*** Given passage ***

The Slow Death of the American Newspaper
Shoe leather and fact-checking have given way to agendas and identity
An old newspaper colleague, Tom Debley, posted an eloquent eulogy to Robert MacNeil and to journalism in general last week. “For me, MacNeil’s death marks the end of an important era in the history of journalism in America,” Tom wrote.
“Tragically, journalism standards have degraded dramatically in the last few decades,” Tom continued. “And worse still, the corporate takeover of most of our media has become a dangerous monopoly that has closed more than 2,000 newspapers, leaving so many communities without a reliable source of information. That has left me personally devastated. I spent all my daily newspaper career in San Francisco’s East Bay counties of Alameda and Contra Costa, starting in 1969. There were fourteen daily local newspapers then. Today, not one of them exists. It feels, I expect, like it would be looking back on your life that every home you have ever lived in had burned to the ground.”
I posted a reply and thanked Tom for his eloquence, remarking that journalism today “has tied itself into a knot and I suspect it will be a while before it’s untied.” So, yeah, two old geezers lamenting the old days, I’ll cop to that, but there’s also an element of contemporary truth to our chit-chat. Journalism today is at an inflection point (there’s the knot) that’s calling into question not just the structure of the business, but its fundamental ideals, or at least those that prevailed for the last half of the 20th century.
Like Tom, I scribbled at newspapers for 12 years, from 1975 to 1987. As a young man starting out in the world, I can’t imagine a better learning ground. I joke a little when I say that everything I know I learned in the newsroom, but it’s sort of true. As a reporter, city editor, business editor, copy editor, feature writer, and music critic, I learned the universal skills of curiosity, initiative, imagination, collaboration, deadline management, dependability and others, like dealing with transgressive personalities and coping with really bad cafeteria food.
I left the business because the demands were too big (especially at a morning paper) and the paycheck too small. But to this day, there are still few things more pleasurable than good journalism — well-sourced, well-written, impartial stories that make complicated issues easier to understand. Unfortunately, as Tom noted, good journalism is getting harder to find. We’re not alone in that opinion.

*** Collected material ***

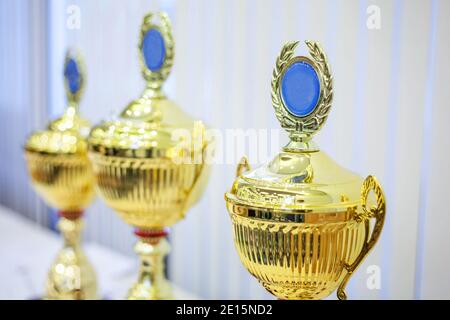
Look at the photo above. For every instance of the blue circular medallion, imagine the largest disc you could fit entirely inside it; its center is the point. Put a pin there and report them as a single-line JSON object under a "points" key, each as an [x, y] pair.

***

# Challenge 1
According to the essay on American newspapers, how many daily local newspapers were there in Alameda and Contra Costa counties in 1969?
# Challenge 2
Continue the essay on the decline of American newspapers from its last sentence.
The lines that come after the essay are separate material with no connection to it.

# Result 1
Fourteen.

# Result 2
“I am coming to a conclusion I have avoided for my last three decades working on the internet and news,” wrote Jeff Jarvis, one of the industry’s most astute observers, in his blog Buzz Machine. “It may finally be time to give up on old journalism and its legacy industry.
“I say this with no joy, no satisfaction at having tried to get newspapers and magazines to change, and much empathy for the journalists and others caught working in a dying sector and those who count on them. But the old news industry is gasping for air. I’m not suggesting performing euthanasia on what is left. Nor do I dance on the grave. In my time running a Center for Entrepreneurial Journalism, now ending, I have tried to balance support for startups and legacy companies. But I wonder whether it is time stop throwing good money and effort after bad.”
How did this happen? How did the Fourth Estate take its eyes off the prize? How did it plunge from a so-called “Golden Age” (roughly from the 1960s through 2000) to an era where it seems to be fighting for its very survival? There was a time when Warren Buffett invested in the Washington Post because he said the business was like operating a toll booth — all you had to do was sit back and collect the money.
Then the Internet happened.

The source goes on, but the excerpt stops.